Премьер-министр, несмотря на то, что правительственный кризис будет означать головную боль в Палате общин и ослабит позиции Великобритании, отставку Идена принял: «Я понятия не имел до 18-го числа, что все дойдет до разрыва, но после повторных усилий Ф. О. не допустить переговоры и мою встречу с Гранди, я знал, что настало время, когда я должен проявить свою окончательную твердость. Энтони мог уступить или уйти. Очень многие все еще говорят, что не понимают, почему он ушел в отставку. За это он сам ответственен, поскольку я сомневаюсь, понял ли он вообще, что проблемы между нами не было. Проблема была в том, должны ли переговоры быть начаты теперь, или должны ли они быть начаты вообще. Я постепенно прихожу к выводу, что Энтони в принципе не хотел договариваться ни с Гитлером, ни с Муссолини <…>. Теперь, когда все закончилось, и Кабинет, и Палата общин, и страна сплотились <…>. Есть много проблем впереди, но я чувствую, как будто огромный груз упал с моей души»
385.
Тот самый груз теперь падал на лорда Галифакса. Время для отставки Иденом было выбрано крайне неудачно. В эти дни усиливалась германская активность в Австрии, и правительство Шушнига должно было вот-вот сдаться напору Адольфа Гитлера. Отставку министра иностранных дел в своем дневнике Галифакс комментировал так: «Мои впечатления все еще несколько спутаны относительно того, что было у Энтони в голове. Я не могу сдержать мысли, что различия по фактическим переговорам никогда не были основной причиной. Я подозреваю, что это был совокупный результат очень многих вещей: частично подсознательное раздражение от более тесного контроля Невиллом внешней политики; частично раздражение от его (Чемберлена. – М. Д.) любительских вторжений в нашу область через леди Чемберлен, Хораса Уилсона и его собственные письма Муссолини; частично естественное отвращение Энтони к диктаторам, насчет которых я всегда говорил ему, что вы должны жить с чертями, нравятся ли вам они или нет; и особенно, о чем я тоже часто ему говорил, его чрезмерная чувствительность к критике левых. Я сам думаю, хотя я никогда не должен говорить об этом на публике, что рассуждения Энтони не были лучшими его проявлениями; он перенапрягся и устал; все одновременно навалилось, и он больше не смог держаться»
386.
21 февраля лорд Галифакс, формально исполняющий обязанности министра иностранных дел, говорил с сэром Алеком Кэдоганом, который совершенно не хотел получить такого руководителя. Он отговаривал Галифакса от принятия должности
387, понимая, что вся работа в итоге свалится на него. Но других кандидатов у Чемберлена не было. 23 февраля лорд Галифакс сделал одолжение премьер-министру и согласился возглавить Форин Оффис. По большому счету волноваться ему было не о чем. Чемберлен уже дал понять, что, как «вьючная лошадь», будет делать всю работу в международных делах, а заодно и отчитываться перед Палатой общин, где теперь кипели нешуточные страсти. Сэм Хор вспоминал: «Если бы Галифакс все еще был членом Парламента в Палате общин, хотя политика осталась бы той же самой, премьер-министр был бы огражден от ежедневных озлобленных споров, которые тогда сопровождали почти каждое обсуждение иностранных дел»

────────────────────────────────────────

ЗАДАНИЯ:
(A) Ответьте на вопросы по отрывку об отставке Идена:
(i) Кто, по словам премьер-министра, «мог уступить или уйти»?
(ii) Чьё правительство, согласно отрывку, должно было вот-вот сдаться напору Адольфа Гитлера?
(iii) Какого числа лорд Галифакс согласился возглавить Форин Оффис?
(B) Оформите все строки из раздела «Строки данных» в виде таблицы Markdown со столбцами «Номер» и «Строка», пропустив пустые строки.
Отрывок и строки данных никак не связаны друг с другом.

────────────────────────────────────────

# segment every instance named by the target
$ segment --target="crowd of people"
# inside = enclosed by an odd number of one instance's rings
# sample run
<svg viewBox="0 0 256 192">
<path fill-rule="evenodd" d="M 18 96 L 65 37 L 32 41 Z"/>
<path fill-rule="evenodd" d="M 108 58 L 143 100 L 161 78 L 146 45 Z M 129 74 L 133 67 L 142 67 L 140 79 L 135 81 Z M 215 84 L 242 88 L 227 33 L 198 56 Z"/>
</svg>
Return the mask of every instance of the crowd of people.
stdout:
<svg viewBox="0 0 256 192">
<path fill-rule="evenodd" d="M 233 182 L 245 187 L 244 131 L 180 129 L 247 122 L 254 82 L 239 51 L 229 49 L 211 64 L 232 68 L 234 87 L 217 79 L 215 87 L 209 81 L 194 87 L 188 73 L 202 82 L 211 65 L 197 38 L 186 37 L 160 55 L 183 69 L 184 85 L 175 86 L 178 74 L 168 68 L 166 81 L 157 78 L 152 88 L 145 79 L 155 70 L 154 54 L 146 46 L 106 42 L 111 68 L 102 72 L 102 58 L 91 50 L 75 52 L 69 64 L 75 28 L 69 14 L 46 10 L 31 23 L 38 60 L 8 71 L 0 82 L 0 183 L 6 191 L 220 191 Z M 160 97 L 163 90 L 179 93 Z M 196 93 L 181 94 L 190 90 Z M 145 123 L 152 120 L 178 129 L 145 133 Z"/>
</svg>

────────────────────────────────────────

ОТВЕТЫ:
(A)
(i) Энтони.
(ii) Правительство Шушнига.
(iii) 23 февраля.

(B)
| Номер | Строка |
|---|---|
| 1 | # segment every instance named by the target |
| 2 | $ segment --target="crowd of people" |
| 3 | # inside = enclosed by an odd number of one instance's rings |
| 4 | # sample run |
| 5 | <svg viewBox="0 0 256 192"> |
| 6 | <path fill-rule="evenodd" d="M 18 96 L 65 37 L 32 41 Z"/> |
| 7 | <path fill-rule="evenodd" d="M 108 58 L 143 100 L 161 78 L 146 45 Z M 129 74 L 133 67 L 142 67 L 140 79 L 135 81 Z M 215 84 L 242 88 L 227 33 L 198 56 Z"/> |
| 8 | </svg> |
| 9 | Return the mask of every instance of the crowd of people. |
| 10 | stdout: |
| 11 | <svg viewBox="0 0 256 192"> |
| 12 | <path fill-rule="evenodd" d="M 233 182 L 245 187 L 244 131 L 180 129 L 247 122 L 254 82 L 239 51 L 229 49 L 211 64 L 232 68 L 234 87 L 217 79 L 215 87 L 209 81 L 194 87 L 188 73 L 202 82 L 211 65 L 197 38 L 186 37 L 160 55 L 183 69 L 184 85 L 175 86 L 178 74 L 168 68 L 166 81 L 157 78 L 152 88 L 145 79 L 155 70 L 154 54 L 146 46 L 106 42 L 111 68 L 102 72 L 102 58 L 91 50 L 75 52 L 69 64 L 75 28 L 69 14 L 46 10 L 31 23 L 38 60 L 8 71 L 0 82 L 0 183 L 6 191 L 220 191 Z M 160 97 L 163 90 L 179 93 Z M 196 93 L 181 94 L 190 90 Z M 145 123 L 152 120 L 178 129 L 145 133 Z"/> |
| 13 | </svg> |